------ Extract

As Sarah Winchester, Mirren plays an heiress to a weapons-company fortune who, to cope with the various losses in her life, devotes herself to building the most elaborate haunted house imaginable so restless spirits can find peace within the rooms. Mirren, draped in black lace, floats across the screen like a ghost herself, and her signature charisma makes the anguished interiority of Sarah Winchester more haunting than the hundreds of possessed rooms in her spooky house. Vulture caught up with the actress to talk about her own (kind of) supernatural encounter, what it takes to play an American, and the “ride or die” women who are forming a coalition in Hollywood.

Horror is a bit of a change of pace for you. Do you believe in ghosts or the paranormal?

Not really, no. I’m very skeptical, but at the same time I’m very open. I would say I’m an open-minded skeptic.

I did read, though, that you were potentially haunted on your wedding night. What happened?
It was something that terrified me, but turned out to be completely not a ghost at all. It had an absolutely practical, physical explanation, but I did go through those moments when your imagination does take over and you’re in state of complete terror.

So what was it?
I woke up in the middle of the night. I had been told that this room was haunted by the owner of the castle, and I woke up just terrified and thinking maybe there was a ghost in the room. Was I actually experiencing a ghost? Then I saw a light flash around the window, and I got up to investigate what the light was, because it was terrifying me, and I thought it was a spirit. Then I realized it was the reflection of the cars driving home that were shooting through a little tiny hole in the shutters. But you know, I was terrified for 10 or 15 minutes until I made myself get up and discover what the reality was, and I think too many people just sit there in terror and go, “Oh, I saw a ghost” without actually investigating, the way I did.

If you don’t believe in much, then what is your fear pressure point? Do you watch horror movies?
I don’t like horror movies. I would not call Winchester a horror movie. I would call it a ghost movie. But no, I can’t take horror films.

------------
------ Listing

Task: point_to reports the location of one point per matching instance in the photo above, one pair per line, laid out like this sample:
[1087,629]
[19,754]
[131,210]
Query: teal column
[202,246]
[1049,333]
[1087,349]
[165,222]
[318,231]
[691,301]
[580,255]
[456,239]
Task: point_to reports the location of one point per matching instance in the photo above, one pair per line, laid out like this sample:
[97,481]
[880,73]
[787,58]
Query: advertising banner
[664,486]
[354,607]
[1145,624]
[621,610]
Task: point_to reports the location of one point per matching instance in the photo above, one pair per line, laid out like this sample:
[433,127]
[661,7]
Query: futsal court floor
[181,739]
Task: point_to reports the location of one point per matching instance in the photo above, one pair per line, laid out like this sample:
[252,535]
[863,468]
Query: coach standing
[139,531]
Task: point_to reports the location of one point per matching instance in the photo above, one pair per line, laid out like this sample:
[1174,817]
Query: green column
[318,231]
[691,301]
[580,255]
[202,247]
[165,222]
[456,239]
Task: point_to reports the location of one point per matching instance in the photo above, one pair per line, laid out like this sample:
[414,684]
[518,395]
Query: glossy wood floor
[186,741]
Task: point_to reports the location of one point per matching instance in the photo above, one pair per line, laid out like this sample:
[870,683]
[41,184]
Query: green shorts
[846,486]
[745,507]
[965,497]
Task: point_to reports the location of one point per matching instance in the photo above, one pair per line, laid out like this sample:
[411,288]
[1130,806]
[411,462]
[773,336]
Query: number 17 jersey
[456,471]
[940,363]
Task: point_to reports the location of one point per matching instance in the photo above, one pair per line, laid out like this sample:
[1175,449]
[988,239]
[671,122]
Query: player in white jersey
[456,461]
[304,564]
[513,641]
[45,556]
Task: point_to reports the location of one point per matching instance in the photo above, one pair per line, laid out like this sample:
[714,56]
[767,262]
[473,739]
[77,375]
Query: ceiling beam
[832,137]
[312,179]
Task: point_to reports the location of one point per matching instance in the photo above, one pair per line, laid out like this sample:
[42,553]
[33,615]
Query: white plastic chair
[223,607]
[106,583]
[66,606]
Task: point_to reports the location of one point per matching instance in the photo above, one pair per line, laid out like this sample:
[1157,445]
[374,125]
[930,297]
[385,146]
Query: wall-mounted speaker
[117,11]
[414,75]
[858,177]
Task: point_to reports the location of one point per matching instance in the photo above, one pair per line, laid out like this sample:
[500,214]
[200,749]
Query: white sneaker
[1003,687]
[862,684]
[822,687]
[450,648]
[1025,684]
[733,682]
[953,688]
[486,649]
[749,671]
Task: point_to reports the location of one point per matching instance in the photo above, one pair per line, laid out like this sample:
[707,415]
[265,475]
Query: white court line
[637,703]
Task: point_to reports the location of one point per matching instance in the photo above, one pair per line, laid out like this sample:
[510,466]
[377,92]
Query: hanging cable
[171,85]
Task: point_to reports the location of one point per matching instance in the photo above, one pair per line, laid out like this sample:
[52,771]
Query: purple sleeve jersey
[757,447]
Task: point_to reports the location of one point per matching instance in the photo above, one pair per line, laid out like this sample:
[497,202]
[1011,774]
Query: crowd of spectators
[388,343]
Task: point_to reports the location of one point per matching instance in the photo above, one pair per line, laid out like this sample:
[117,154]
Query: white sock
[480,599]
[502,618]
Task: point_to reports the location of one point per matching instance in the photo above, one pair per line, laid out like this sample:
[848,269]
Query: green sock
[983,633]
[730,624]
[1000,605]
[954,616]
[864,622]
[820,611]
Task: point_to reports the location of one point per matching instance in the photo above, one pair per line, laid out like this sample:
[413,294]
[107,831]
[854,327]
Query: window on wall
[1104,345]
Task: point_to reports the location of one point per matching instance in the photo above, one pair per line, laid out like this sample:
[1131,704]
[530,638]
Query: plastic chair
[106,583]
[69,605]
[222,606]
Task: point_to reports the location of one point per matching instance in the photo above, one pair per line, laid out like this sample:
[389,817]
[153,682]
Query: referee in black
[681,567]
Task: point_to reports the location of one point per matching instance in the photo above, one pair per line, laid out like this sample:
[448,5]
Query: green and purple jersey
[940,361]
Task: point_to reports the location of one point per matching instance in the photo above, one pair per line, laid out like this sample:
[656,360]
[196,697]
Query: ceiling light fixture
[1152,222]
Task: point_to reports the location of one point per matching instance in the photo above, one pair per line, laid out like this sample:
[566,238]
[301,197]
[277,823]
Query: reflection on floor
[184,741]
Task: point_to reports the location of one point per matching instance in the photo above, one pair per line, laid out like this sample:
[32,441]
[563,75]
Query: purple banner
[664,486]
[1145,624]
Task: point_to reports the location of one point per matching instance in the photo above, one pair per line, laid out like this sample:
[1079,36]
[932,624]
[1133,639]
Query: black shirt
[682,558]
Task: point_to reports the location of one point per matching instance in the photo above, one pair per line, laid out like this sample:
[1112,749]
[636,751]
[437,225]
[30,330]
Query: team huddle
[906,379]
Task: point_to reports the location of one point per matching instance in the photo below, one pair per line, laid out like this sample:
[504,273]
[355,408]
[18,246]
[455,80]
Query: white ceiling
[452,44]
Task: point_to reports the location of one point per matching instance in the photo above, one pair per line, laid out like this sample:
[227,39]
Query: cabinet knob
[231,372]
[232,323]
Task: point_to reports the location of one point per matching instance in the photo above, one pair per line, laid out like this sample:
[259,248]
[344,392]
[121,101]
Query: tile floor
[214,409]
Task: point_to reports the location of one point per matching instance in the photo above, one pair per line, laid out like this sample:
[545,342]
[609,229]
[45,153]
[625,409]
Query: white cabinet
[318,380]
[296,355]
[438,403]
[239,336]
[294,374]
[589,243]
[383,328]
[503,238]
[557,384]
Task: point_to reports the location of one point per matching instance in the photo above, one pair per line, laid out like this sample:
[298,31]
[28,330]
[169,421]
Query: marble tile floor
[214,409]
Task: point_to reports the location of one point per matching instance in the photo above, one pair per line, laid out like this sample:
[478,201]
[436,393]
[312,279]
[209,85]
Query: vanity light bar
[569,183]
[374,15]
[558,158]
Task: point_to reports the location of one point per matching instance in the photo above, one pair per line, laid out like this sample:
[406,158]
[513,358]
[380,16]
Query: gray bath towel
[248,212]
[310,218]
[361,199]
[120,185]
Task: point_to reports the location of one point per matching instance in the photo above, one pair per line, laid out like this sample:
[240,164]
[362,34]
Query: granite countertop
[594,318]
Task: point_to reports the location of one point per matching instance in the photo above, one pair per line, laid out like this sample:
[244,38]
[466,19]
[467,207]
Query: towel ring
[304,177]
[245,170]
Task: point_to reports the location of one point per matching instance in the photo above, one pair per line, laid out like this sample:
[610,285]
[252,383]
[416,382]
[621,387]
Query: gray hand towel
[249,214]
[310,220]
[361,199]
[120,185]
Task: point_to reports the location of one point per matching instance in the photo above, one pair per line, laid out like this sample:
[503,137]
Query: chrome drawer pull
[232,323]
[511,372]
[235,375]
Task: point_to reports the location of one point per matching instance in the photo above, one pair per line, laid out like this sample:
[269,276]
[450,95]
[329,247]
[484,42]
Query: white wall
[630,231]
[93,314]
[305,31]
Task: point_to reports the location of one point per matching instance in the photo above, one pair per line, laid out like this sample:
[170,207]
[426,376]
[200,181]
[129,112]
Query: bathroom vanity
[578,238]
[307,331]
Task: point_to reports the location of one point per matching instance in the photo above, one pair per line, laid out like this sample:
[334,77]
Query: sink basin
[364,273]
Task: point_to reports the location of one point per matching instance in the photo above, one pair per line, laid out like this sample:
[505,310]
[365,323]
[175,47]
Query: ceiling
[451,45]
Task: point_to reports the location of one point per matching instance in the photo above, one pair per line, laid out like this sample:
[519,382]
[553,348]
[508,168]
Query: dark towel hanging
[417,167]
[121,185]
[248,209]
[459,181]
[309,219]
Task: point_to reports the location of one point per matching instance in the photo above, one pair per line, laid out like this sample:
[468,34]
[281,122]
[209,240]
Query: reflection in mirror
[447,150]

------------

*Requests*.
- a) In the Mirren interview, what caused the light Mirren saw flashing around the window on her wedding night?
- b) Quote the Mirren interview from "Horror is a" up to and including "night. What happened?".
- c) Continue the Mirren interview from where it stops.

*Task-by-task results*.
- a) It was the reflection of cars driving home, shining through a tiny hole in the shutters.

- b)
Horror is a bit of a change of pace for you. Do you believe in ghosts or the paranormal?

Not really, no. I’m very skeptical, but at the same time I’m very open. I would say I’m an open-minded skeptic.

I did read, though, that you were potentially haunted on your wedding night. What happened?

- c)
Do they scare you too much?
Yes. That all-powerful imagination that we have starts working on me, and I get very, very spooked, especially with horror films. Some of those images, I just don’t want them in my brain, in my memory. It’s just better not to even look at them, because I find it difficult to wipe them out.

I read in an interview you did last year that you said you have a “dark soul” within you that stems from your Eastern European heritage. Do you tap into that, playing a haunted widow like Sarah Winchester?
I try to, yes. Absolutely. Any role that I take — I mean some roles, actually. Stop lying, Helen! That was a complete lie. “I take every role very seriously!” That’s not absolutely true. Some roles I just do for the pure fun of them, and it’s incredible fun to do them. But other roles, certainly Sarah Winchester, I wanted the weight of her sense of guilt, of her pain over the loss of her daughter and her husband. This is a woman who’s really haunted. She is dealing with these feelings of being haunted on a nightly basis and trying to resolve them.

In this movie you play an American woman, but I understand that you prefer not to do American accents.
I’m getting better at it. In the early days, 20-odd years ago before I spent quite so much time in America, I found it really, really difficult for some reason, but I’m getting more and more familiar with it.

An accent or a dialect is such a central part of a person’s makeup, so when you do put on an American accent, what is the emotional comportment that goes with that? I saw you once described the British sensibility as “cool or ironic.” So what defines the sensibility of playing Americans?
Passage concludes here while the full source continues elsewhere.